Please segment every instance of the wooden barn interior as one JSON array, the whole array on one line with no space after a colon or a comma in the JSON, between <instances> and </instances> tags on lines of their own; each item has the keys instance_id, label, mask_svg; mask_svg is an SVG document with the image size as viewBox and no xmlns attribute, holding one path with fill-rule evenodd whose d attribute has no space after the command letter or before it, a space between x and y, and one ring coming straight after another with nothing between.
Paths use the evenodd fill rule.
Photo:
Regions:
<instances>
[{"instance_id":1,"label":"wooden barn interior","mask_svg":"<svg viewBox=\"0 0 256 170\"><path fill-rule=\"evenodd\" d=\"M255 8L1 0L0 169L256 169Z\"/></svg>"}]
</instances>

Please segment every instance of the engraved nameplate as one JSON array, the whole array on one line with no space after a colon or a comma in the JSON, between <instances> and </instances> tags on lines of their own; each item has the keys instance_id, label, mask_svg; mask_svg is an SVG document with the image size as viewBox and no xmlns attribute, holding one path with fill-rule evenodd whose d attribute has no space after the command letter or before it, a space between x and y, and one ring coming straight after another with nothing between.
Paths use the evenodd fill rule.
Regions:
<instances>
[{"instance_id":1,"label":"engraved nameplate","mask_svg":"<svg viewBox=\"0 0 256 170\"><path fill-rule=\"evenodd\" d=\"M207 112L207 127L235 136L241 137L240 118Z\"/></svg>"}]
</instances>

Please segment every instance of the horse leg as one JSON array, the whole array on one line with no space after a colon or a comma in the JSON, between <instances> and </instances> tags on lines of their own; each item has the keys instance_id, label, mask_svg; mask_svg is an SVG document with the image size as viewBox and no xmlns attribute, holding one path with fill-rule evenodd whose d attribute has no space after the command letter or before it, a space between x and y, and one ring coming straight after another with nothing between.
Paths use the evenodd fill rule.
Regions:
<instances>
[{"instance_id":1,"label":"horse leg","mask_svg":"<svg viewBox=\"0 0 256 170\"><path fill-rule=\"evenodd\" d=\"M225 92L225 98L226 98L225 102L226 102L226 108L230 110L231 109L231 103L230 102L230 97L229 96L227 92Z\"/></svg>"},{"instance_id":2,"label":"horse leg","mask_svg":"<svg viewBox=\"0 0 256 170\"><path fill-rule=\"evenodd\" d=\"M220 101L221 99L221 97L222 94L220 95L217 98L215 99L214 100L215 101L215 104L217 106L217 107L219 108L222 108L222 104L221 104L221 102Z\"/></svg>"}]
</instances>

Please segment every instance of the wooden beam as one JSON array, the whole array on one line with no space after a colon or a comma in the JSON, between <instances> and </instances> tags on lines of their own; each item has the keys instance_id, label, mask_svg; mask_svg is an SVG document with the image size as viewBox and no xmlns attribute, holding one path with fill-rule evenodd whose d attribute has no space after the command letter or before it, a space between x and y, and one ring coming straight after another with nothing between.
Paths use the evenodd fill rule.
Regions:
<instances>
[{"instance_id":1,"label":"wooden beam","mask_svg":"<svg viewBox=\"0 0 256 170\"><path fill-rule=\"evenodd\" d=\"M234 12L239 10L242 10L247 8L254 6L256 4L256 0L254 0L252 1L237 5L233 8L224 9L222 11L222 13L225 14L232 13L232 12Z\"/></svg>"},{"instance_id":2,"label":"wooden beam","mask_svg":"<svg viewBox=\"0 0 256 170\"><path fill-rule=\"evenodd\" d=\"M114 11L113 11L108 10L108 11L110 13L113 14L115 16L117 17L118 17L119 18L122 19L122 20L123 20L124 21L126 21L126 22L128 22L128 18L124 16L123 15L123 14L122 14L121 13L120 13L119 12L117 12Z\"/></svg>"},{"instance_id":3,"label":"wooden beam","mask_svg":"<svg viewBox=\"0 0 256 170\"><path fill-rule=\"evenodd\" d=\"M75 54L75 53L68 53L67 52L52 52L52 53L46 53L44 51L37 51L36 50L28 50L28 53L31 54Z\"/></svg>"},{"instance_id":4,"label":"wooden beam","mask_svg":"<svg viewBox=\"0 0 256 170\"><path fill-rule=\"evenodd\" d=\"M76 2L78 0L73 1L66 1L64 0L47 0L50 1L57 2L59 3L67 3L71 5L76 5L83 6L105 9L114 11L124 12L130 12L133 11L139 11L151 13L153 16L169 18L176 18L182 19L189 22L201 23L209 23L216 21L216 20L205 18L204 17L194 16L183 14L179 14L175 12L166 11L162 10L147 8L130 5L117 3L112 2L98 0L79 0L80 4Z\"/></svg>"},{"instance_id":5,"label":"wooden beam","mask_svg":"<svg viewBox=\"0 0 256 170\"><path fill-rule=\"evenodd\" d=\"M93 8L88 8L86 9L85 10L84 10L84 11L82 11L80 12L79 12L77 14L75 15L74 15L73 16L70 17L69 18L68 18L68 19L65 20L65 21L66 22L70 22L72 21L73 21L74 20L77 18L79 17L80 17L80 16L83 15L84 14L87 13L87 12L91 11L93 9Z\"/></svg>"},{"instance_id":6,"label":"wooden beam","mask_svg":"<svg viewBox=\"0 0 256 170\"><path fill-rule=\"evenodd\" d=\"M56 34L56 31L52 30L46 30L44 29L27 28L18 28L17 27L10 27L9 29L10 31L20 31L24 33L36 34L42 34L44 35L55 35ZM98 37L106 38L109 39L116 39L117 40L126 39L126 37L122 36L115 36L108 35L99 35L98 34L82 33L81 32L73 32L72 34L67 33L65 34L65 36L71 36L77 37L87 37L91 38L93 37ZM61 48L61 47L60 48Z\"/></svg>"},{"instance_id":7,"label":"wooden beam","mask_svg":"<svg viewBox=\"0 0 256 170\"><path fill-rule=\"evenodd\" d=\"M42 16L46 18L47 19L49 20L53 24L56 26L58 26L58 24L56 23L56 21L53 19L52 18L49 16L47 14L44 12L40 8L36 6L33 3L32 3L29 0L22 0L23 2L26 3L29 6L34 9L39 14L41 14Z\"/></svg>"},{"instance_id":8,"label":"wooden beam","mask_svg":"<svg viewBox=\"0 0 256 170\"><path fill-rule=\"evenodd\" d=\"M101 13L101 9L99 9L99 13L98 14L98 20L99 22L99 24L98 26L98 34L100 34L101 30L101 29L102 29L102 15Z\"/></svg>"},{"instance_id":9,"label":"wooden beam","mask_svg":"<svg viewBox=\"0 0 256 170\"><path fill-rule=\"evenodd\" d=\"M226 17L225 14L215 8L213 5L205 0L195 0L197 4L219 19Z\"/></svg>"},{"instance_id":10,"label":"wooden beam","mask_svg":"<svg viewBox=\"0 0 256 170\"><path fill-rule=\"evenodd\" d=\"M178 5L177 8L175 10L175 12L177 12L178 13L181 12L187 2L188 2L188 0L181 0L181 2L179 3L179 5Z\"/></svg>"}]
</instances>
━━━━━━━━━━━━━━━━━━━━━━━━━━━━━━
_Stated exercise_
Report only the number of lines in the listing above that contain the string "nameplate".

_Correct answer_
2